[[ EXERCISE INPUT, beginning ]]

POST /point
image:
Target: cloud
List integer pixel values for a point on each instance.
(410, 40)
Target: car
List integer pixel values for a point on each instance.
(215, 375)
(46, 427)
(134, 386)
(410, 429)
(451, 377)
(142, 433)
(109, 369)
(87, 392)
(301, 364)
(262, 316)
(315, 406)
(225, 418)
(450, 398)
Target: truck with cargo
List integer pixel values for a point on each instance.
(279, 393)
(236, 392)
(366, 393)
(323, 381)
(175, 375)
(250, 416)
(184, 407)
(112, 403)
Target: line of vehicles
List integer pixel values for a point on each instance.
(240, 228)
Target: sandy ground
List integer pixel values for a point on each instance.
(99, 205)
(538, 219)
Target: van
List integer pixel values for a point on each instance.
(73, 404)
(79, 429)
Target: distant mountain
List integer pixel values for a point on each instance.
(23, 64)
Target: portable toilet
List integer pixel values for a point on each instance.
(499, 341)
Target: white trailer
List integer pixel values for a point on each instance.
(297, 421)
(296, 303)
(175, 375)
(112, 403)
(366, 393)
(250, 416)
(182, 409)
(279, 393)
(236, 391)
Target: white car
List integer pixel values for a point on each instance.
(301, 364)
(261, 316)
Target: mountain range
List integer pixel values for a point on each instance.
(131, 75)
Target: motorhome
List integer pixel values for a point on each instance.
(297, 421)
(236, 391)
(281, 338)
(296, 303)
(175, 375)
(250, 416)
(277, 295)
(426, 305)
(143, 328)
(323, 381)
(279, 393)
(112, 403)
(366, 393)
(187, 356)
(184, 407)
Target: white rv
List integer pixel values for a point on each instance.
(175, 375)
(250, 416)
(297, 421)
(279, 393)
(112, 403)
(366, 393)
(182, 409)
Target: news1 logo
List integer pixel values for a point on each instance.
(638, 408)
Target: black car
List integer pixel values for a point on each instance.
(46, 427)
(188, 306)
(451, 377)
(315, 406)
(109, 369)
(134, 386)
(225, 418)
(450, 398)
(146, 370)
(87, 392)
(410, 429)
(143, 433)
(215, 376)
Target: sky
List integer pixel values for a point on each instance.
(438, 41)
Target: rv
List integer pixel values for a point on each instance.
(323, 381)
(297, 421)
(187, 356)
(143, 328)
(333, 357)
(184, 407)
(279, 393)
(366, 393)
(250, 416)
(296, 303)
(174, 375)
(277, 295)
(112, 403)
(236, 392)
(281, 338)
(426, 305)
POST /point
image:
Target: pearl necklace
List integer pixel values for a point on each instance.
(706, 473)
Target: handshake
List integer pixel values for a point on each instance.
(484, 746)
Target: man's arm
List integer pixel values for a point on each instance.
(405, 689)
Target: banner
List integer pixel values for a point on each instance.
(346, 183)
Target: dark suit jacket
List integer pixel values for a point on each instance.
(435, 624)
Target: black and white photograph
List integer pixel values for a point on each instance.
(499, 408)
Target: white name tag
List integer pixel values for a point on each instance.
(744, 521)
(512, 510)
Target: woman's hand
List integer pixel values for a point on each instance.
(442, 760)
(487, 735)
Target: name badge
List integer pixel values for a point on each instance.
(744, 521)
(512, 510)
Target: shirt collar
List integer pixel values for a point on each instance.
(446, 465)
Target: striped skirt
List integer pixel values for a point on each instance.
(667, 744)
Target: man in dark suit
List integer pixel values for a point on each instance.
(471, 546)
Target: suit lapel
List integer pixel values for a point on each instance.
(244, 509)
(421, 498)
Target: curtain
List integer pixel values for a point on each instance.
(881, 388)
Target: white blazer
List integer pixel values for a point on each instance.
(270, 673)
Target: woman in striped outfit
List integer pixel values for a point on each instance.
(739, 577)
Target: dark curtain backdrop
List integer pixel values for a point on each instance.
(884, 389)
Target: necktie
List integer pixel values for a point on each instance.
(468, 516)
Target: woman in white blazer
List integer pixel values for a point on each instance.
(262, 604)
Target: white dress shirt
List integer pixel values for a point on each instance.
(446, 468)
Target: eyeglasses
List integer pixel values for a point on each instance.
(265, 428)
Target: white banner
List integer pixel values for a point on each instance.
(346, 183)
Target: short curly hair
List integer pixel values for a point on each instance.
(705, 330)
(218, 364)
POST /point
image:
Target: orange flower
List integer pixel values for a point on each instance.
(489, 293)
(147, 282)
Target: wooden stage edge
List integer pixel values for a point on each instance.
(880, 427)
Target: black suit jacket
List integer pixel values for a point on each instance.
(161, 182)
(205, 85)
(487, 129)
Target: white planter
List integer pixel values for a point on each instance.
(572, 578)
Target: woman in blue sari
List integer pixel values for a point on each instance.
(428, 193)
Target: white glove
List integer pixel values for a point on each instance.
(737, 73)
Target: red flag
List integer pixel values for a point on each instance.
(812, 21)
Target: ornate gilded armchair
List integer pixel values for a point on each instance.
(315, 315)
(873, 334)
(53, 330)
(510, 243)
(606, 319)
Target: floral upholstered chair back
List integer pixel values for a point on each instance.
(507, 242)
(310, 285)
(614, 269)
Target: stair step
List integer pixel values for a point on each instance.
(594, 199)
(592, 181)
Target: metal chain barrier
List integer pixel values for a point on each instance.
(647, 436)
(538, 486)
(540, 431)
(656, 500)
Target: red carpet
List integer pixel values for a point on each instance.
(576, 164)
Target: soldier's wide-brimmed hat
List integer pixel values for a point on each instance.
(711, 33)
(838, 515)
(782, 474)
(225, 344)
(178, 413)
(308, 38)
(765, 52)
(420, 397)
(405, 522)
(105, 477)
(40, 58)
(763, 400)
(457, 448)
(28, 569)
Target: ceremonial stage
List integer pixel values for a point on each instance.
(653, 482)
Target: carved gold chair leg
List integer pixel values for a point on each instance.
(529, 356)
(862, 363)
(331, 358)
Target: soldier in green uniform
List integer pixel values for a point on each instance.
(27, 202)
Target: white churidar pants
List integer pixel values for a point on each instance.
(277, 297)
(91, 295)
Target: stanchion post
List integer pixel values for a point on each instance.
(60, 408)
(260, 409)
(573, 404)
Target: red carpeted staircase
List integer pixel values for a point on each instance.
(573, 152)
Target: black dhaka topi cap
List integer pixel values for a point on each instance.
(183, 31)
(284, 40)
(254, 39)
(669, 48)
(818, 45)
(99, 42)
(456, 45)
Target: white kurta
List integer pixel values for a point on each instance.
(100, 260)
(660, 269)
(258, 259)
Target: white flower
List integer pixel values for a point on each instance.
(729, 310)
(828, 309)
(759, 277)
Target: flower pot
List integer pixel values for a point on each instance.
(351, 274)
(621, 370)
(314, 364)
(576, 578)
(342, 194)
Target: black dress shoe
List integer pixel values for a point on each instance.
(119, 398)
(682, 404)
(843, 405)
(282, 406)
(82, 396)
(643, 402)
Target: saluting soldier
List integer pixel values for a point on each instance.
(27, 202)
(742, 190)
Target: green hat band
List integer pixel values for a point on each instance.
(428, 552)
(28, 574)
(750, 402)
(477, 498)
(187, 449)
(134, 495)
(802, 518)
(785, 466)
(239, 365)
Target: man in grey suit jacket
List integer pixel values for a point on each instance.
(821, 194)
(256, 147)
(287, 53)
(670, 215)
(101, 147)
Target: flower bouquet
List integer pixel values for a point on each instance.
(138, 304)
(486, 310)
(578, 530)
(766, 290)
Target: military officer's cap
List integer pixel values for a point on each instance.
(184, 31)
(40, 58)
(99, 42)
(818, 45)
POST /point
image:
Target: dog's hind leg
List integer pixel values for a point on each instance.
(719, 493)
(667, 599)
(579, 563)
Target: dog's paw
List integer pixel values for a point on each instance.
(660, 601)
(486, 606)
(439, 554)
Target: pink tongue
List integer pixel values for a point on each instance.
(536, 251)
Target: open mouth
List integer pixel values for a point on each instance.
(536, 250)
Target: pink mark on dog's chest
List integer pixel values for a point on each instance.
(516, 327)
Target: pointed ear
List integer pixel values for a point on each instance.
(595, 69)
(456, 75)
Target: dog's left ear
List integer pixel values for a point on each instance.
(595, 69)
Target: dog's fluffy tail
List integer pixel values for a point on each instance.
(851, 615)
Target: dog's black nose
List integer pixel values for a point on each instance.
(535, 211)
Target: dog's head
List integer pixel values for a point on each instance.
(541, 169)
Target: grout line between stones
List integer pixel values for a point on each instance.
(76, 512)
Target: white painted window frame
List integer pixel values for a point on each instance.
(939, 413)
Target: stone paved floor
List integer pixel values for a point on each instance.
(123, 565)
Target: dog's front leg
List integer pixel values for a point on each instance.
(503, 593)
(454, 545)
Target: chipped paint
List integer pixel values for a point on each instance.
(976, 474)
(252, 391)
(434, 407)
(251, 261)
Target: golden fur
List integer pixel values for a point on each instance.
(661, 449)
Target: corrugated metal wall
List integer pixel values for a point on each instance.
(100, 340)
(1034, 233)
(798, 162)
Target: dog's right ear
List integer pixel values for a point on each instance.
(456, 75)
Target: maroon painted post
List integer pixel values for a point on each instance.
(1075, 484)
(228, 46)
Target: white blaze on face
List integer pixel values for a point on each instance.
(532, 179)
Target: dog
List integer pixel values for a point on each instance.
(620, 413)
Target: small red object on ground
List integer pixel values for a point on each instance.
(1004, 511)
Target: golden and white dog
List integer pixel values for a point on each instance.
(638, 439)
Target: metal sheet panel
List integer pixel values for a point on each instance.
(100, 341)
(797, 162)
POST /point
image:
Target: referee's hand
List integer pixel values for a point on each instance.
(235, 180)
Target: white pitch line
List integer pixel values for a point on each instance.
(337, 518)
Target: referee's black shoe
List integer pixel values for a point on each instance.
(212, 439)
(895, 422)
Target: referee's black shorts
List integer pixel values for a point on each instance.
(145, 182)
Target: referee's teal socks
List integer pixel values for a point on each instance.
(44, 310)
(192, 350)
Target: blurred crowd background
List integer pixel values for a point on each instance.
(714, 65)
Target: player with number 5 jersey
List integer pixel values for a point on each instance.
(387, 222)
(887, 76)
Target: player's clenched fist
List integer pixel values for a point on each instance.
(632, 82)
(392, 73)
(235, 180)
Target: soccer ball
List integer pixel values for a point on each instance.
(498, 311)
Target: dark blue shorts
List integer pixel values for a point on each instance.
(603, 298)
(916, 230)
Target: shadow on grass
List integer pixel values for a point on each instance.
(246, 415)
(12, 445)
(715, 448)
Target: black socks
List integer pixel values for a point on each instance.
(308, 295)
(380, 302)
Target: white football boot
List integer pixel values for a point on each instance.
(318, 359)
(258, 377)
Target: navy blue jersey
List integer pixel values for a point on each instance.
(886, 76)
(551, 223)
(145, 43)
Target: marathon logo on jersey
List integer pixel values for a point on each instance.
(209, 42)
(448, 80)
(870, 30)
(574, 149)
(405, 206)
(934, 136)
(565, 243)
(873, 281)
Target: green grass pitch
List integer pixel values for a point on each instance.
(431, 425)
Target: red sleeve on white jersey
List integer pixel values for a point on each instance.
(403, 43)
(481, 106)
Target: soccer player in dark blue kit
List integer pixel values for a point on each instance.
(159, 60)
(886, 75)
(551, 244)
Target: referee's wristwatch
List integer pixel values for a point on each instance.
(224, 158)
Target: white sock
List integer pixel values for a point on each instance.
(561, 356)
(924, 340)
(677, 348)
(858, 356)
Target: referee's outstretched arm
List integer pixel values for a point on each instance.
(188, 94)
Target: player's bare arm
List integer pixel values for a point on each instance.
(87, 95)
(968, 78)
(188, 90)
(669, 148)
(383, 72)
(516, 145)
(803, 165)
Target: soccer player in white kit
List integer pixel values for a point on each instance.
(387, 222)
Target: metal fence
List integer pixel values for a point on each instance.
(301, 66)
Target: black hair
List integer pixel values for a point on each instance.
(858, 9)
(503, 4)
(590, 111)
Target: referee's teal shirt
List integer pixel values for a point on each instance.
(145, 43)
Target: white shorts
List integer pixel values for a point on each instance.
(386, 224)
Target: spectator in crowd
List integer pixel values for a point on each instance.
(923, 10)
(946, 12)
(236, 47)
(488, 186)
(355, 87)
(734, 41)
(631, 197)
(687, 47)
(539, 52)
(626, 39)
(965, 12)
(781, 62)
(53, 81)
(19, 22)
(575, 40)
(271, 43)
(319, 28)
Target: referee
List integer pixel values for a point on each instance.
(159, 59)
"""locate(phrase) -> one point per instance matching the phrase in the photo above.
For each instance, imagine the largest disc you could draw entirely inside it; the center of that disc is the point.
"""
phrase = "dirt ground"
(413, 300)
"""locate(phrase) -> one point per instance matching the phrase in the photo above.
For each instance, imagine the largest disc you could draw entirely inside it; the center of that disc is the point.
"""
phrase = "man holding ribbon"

[[ EXERCISE INPUT, end ]]

» ASSIGNMENT:
Nothing beyond the line containing "Target: pearl necklace" is to be output; the lines above, from the first one onward to that line, are to be transcribed exactly.

» REPLY TO THE TASK:
POST /point
image:
Target: cloud
List integer pixel values for a point on each instance.
(410, 40)
Target: car
List integer pixel values for a point on each instance.
(215, 375)
(46, 427)
(134, 386)
(410, 429)
(451, 377)
(142, 433)
(109, 369)
(87, 392)
(301, 364)
(262, 316)
(315, 406)
(225, 418)
(450, 398)
Target: truck with cargo
List integer pixel values for a point on each instance.
(279, 393)
(236, 392)
(366, 393)
(323, 381)
(175, 375)
(250, 416)
(184, 407)
(112, 403)
Target: line of vehicles
List integer pixel values for a point on each instance.
(240, 228)
Target: sandy ground
List integer pixel values for a point on each instance.
(99, 205)
(538, 219)
Target: van
List integer pixel values for a point on each instance.
(73, 404)
(79, 429)
Target: distant mountain
List integer pixel values for a point on each instance.
(23, 64)
Target: portable toilet
List integer pixel values for a point on each instance.
(499, 341)
Target: white trailer
List integer pixel values for a point on each instance.
(297, 421)
(296, 303)
(175, 375)
(112, 403)
(366, 393)
(250, 416)
(182, 409)
(279, 393)
(236, 391)
Target: white car
List integer pixel values for a point on each instance.
(301, 364)
(261, 316)
Target: mountain range
List integer pixel values for a point on each instance.
(131, 75)
Target: motorhome
List integer pixel values for a point on each instance.
(297, 421)
(236, 391)
(281, 338)
(296, 303)
(175, 375)
(250, 416)
(277, 295)
(426, 305)
(143, 328)
(323, 381)
(279, 393)
(112, 403)
(366, 393)
(187, 356)
(184, 407)
Target: white rv
List integer pixel values for a point on each instance.
(175, 375)
(250, 416)
(297, 421)
(279, 393)
(112, 403)
(366, 393)
(182, 409)
Target: news1 logo
List integer pixel values for a point on each instance.
(638, 408)
Target: black car
List integer pixel values for a point on each instance.
(46, 427)
(188, 306)
(451, 377)
(315, 406)
(109, 369)
(134, 386)
(225, 418)
(450, 398)
(146, 370)
(87, 392)
(410, 429)
(143, 433)
(215, 376)
Target: sky
List integer pixel values for a point on each instance.
(438, 41)
Target: rv
List integer pixel values for a point on each instance.
(323, 381)
(297, 421)
(187, 356)
(143, 328)
(333, 357)
(184, 407)
(279, 393)
(366, 393)
(250, 416)
(296, 303)
(174, 375)
(277, 295)
(112, 403)
(236, 392)
(281, 338)
(426, 305)
POST /point
image:
Target: pearl necklace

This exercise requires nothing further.